=== Section Start ===

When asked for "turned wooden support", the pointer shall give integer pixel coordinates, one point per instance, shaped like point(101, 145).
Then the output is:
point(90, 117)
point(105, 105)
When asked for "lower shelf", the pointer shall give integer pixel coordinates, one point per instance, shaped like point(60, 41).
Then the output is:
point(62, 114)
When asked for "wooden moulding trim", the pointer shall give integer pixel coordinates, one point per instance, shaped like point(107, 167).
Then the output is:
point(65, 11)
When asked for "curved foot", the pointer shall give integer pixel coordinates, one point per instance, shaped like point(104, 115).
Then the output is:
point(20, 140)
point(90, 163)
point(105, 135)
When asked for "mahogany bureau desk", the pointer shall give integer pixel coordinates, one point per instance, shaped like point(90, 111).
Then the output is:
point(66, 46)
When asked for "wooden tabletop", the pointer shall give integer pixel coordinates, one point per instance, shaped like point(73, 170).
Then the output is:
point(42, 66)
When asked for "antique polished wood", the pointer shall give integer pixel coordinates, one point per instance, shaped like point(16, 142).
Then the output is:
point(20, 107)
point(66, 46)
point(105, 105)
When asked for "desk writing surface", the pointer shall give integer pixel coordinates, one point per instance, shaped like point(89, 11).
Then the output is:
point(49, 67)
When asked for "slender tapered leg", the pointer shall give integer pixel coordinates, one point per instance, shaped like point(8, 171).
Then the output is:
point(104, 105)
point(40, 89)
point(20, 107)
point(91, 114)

=== Section End ===

Look through the entries for the string "wooden". Every line that has it belongs in the answer.

When asked for "turned wooden support", the pointer shall give integer pixel coordinates, one point per instance, shaped like point(101, 145).
When asked for "wooden moulding trim", the pointer shall give integer pixel coordinates, one point per instance, shaped like point(107, 167).
When asked for "wooden tabletop", the pointer shall give integer pixel coordinates, one point per instance, shaped like point(73, 170).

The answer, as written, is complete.